## TASK GOAL
Copy every entry exactly, but skip the pictures.

## DATA PROVIDED
◆ ◆ ◆

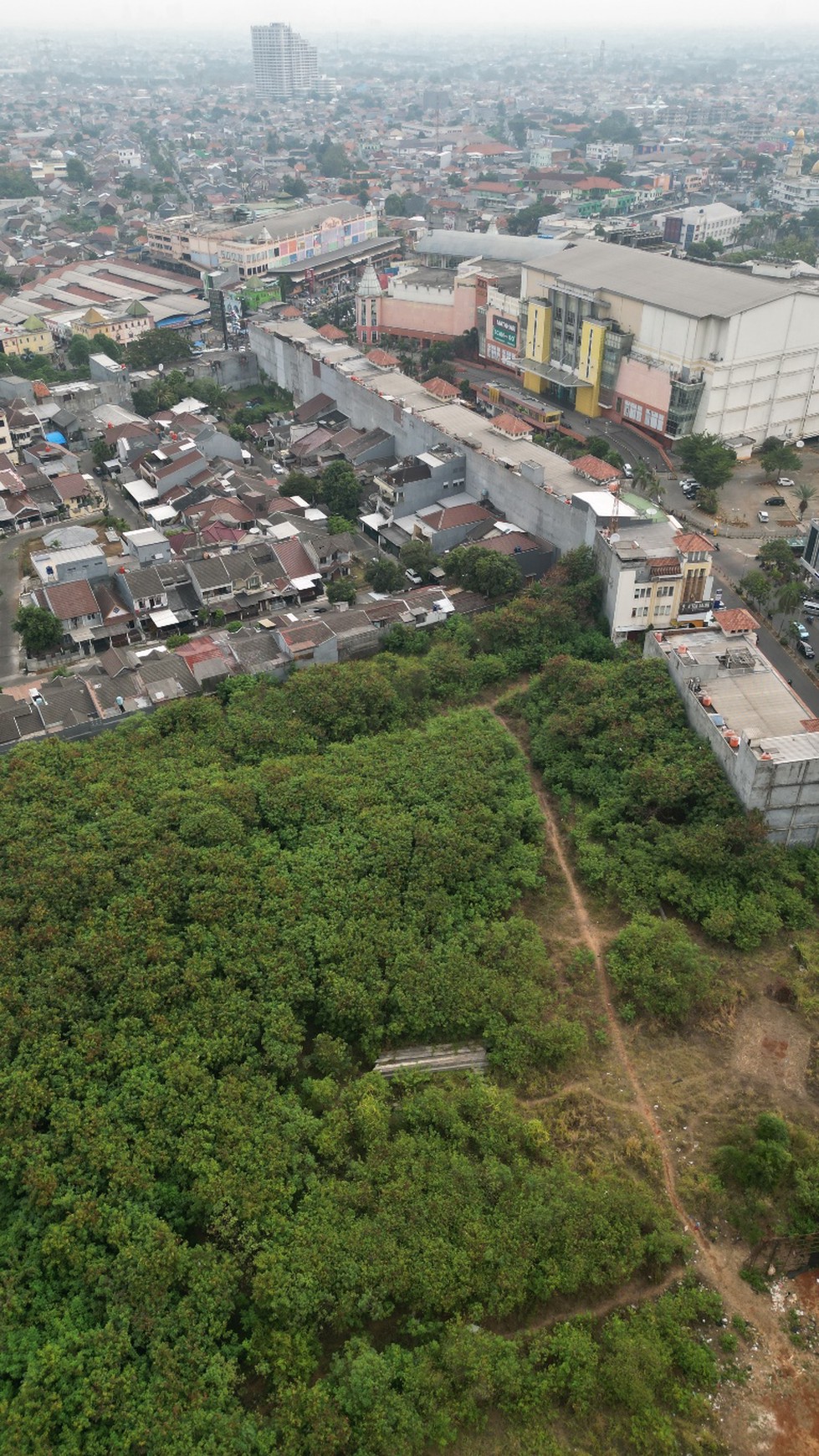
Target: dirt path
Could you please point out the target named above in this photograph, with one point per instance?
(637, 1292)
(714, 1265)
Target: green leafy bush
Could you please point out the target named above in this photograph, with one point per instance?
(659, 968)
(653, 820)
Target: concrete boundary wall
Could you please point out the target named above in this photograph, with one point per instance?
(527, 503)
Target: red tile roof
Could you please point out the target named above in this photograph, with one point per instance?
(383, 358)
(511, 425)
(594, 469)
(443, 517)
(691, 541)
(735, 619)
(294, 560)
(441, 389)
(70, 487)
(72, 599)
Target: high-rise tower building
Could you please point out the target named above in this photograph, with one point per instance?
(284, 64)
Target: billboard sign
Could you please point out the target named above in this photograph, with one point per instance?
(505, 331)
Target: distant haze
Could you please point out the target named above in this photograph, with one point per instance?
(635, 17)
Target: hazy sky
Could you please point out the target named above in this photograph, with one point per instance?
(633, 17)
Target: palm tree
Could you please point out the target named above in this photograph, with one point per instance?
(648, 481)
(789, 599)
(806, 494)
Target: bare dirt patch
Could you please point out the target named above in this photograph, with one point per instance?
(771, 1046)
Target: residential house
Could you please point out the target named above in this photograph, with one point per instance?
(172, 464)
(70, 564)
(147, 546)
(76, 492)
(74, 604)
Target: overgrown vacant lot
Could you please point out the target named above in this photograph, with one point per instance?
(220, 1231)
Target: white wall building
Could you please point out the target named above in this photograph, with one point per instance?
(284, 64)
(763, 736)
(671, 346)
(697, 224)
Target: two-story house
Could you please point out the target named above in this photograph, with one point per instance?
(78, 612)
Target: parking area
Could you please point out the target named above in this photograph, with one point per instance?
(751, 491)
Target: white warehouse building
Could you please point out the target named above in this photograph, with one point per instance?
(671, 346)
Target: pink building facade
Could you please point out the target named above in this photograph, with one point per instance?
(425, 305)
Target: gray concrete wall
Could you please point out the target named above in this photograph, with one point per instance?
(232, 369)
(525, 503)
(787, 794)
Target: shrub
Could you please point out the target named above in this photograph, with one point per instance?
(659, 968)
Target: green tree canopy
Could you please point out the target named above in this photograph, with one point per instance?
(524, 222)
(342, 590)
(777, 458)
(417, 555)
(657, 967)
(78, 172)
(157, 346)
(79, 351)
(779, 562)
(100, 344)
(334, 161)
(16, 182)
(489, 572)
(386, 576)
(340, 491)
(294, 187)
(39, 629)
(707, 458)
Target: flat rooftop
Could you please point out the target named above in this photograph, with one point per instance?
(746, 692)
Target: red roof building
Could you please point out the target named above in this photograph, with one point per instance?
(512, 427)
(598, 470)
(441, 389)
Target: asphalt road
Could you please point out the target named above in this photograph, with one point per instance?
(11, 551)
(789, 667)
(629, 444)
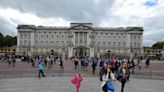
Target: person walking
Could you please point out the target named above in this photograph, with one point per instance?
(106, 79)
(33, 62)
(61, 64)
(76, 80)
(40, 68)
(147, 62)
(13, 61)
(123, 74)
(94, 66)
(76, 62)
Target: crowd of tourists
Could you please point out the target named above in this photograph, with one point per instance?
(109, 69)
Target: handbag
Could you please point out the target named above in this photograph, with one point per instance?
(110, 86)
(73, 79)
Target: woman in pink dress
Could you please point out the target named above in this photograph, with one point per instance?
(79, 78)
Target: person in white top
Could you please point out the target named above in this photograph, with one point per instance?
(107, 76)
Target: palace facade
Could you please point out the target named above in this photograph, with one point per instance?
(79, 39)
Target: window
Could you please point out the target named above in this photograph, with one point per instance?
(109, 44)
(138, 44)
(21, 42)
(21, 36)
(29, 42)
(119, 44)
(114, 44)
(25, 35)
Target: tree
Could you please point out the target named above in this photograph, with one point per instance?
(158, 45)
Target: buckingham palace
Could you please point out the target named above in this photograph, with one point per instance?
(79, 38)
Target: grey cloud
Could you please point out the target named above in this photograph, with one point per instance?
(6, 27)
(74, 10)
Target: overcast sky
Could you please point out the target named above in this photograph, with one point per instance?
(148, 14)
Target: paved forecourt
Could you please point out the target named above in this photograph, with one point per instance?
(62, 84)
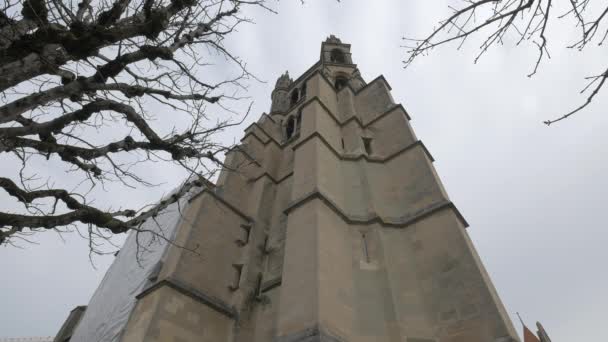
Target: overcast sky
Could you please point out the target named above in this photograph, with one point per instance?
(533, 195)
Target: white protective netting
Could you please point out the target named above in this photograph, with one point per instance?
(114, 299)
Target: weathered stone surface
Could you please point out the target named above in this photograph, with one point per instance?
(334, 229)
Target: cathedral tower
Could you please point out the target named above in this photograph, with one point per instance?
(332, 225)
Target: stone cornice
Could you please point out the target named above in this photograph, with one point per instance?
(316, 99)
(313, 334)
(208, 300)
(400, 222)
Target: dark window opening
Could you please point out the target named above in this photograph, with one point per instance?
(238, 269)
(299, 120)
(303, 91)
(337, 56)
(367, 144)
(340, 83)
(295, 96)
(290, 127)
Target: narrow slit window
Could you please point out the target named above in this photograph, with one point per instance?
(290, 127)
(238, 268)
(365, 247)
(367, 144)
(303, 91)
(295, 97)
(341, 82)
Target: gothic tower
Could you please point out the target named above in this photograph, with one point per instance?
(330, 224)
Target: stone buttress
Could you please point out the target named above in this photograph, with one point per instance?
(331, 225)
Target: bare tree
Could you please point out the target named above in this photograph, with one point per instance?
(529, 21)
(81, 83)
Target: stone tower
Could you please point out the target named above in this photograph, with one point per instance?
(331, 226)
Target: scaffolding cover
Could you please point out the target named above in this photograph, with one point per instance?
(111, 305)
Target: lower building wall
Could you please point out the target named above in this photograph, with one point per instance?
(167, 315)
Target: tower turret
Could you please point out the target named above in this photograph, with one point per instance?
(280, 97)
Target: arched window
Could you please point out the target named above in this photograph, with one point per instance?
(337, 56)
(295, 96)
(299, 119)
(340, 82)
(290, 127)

◆ ◆ ◆

## WRITTEN SOLUTION
Target: dirt path
Could you please point out the target named above in this photograph, with one point per instance?
(637, 1292)
(714, 1265)
Target: green leafy bush
Could you please point out the target named above in this photograph, with one point per instance?
(659, 968)
(653, 820)
Target: concrete boundary wall
Could you please point out the target named above in this photograph, with one point per instance?
(527, 503)
Target: red tile roof
Could you please point out the target named above in this photograph, with one point per instance?
(383, 358)
(511, 425)
(594, 469)
(443, 517)
(691, 541)
(735, 619)
(294, 560)
(441, 389)
(70, 487)
(72, 599)
Target: high-rise tower building
Could you please point out the target named above in this photograph, with one point per instance?
(284, 64)
Target: billboard sign
Could you please point out the target named above in this photograph, with one point per instance?
(505, 331)
Target: distant haze
Could you please point out the target named above in this photograph, with one point per instance?
(635, 17)
Target: hazy sky
Could you please point out the target named above in this photograph, with one point per instance?
(633, 17)
Target: palm tree
Could you please point out the target named above in this photograph, with one point per instance?
(648, 481)
(789, 599)
(806, 494)
Target: bare dirt patch
Could you please point out the target named above in this photograph, with one point per instance?
(771, 1046)
Target: residential house
Could you please point out the target named above in this photograph, with one point per instance?
(172, 464)
(70, 564)
(147, 546)
(76, 492)
(74, 604)
Target: overgrown vacant lot
Could you please point out the target named above in this photograph, with one point per instance?
(220, 1231)
Target: white wall building
Could you please point out the target named above in this photograph, with one point per instance?
(284, 64)
(763, 736)
(671, 346)
(697, 224)
Target: two-story house
Could you please point out the target named above in this photograph, with one point per instance?
(78, 612)
Target: parking area
Could you please point out the target named above in this photograph, with one point per instance?
(751, 491)
Target: white warehouse building
Could you please point out the target named above in this photograph, with one point per instance?
(671, 346)
Target: pink building facade
Could you please point out the target named above in this photograph, with one point per instance?
(425, 305)
Target: gray concrete wall
Could you please point out the target named above in this photograph, with one point per instance?
(232, 369)
(525, 503)
(787, 794)
Target: shrub
Could you please point out the target named above in this photograph, with one point per instance?
(659, 968)
Target: green tree canopy
Could you please point out the target named above in this photograph, with one point per instance?
(524, 222)
(342, 590)
(777, 458)
(417, 555)
(657, 967)
(78, 172)
(157, 346)
(79, 351)
(779, 562)
(100, 344)
(334, 161)
(16, 182)
(489, 572)
(386, 576)
(340, 491)
(294, 187)
(39, 629)
(707, 458)
Target: flat rooftop
Could you please point out the target named above in this photograph, with one point per instance?
(746, 692)
Target: red roof building
Could you please point out the target named above in this photograph, with one point per instance?
(512, 427)
(598, 470)
(441, 389)
Target: asphalt road
Could you please point out the target named above in this photograph, with one point per instance?
(11, 551)
(789, 667)
(629, 444)
Target: person walking
Could you please point out the target named above in this photograph, with one point per instance?
(106, 79)
(33, 62)
(61, 64)
(76, 80)
(40, 68)
(147, 62)
(13, 61)
(123, 74)
(94, 66)
(76, 62)
Target: crowd of tourists
Could you please point out the target named above in this photograph, with one point per instance?
(109, 69)
Target: handbag
Could you please point out the target named above in this photograph, with one point per instance?
(110, 86)
(73, 79)
Target: woman in pink dress
Could you please point out the target named above in this photograph, with one point per instance?
(79, 78)
Target: person in white top
Could you please point out the target named above in this photograph, with one point per instance?
(107, 76)
Target: palace facade
Could you please point out the target named above in this photograph, with one point per instance?
(79, 39)
Target: window
Could you please point out the target named above in this photograph, with one point per instance?
(109, 44)
(138, 44)
(21, 42)
(21, 36)
(29, 42)
(119, 44)
(114, 44)
(25, 35)
Target: tree
Could you please point out the target named above in this photograph, with one point per instance?
(158, 45)
Target: buckingham palace
Could you please point out the target named above in this photograph, with one point per instance?
(79, 38)
Target: grey cloud
Could you please point out the target named above in this photograph, with one point per instance?
(6, 27)
(74, 10)
Target: overcast sky
Could you please point out the target named above in this photograph, with one point per instance?
(148, 14)
Target: paved forecourt
Could you please point out the target named above in this photograph, with one point per instance?
(62, 84)
Target: overcast sky
Could you please point out the target named above in this photograph, with one point per instance?
(533, 195)
Target: white protective netting
Could you please point out the target named above in this photograph, with one point per instance?
(114, 299)
Target: weathered stone surface
Could you please point out the target named above in this photograph, with one point per instance?
(334, 229)
Target: cathedral tower
Could you please point out the target named above in this photograph, with one point per instance?
(332, 225)
Target: stone cornice
Could you please point out the target named above in this photograph, with one point per instance?
(316, 99)
(313, 334)
(208, 300)
(400, 222)
Target: dark window opening
Could you please point out the target named above in this photograph, with one point per instance?
(238, 269)
(299, 120)
(303, 91)
(337, 56)
(367, 144)
(340, 83)
(295, 96)
(290, 127)
Target: narrow slit window
Could you please point out the target named above in this photograph, with one point per instance?
(290, 127)
(238, 268)
(365, 247)
(367, 144)
(303, 91)
(295, 97)
(341, 82)
Target: gothic tower
Could you please point out the target named above in this photograph, with one point per instance?
(330, 224)
Target: stone buttress
Could you please point out the target named above in this photograph, with one point per instance?
(331, 225)
Target: bare tree
Could you please point out the target named above in this photograph, with one point per instance?
(529, 21)
(81, 83)
Target: stone tower
Could you please point out the target named above in this photograph, with one point per instance?
(331, 226)
Target: scaffolding cover
Could you please point out the target named above in this photograph, with one point per instance?
(111, 305)
Target: lower building wall
Could you please point out the target named above in this photograph, with one point per instance?
(167, 315)
Target: tower turret
Could you please point out the target named above in this photograph, with one point per instance?
(280, 97)
Target: arched window
Could you please point out the target named above in this photograph, with one point per instance?
(337, 56)
(295, 96)
(299, 119)
(340, 82)
(290, 127)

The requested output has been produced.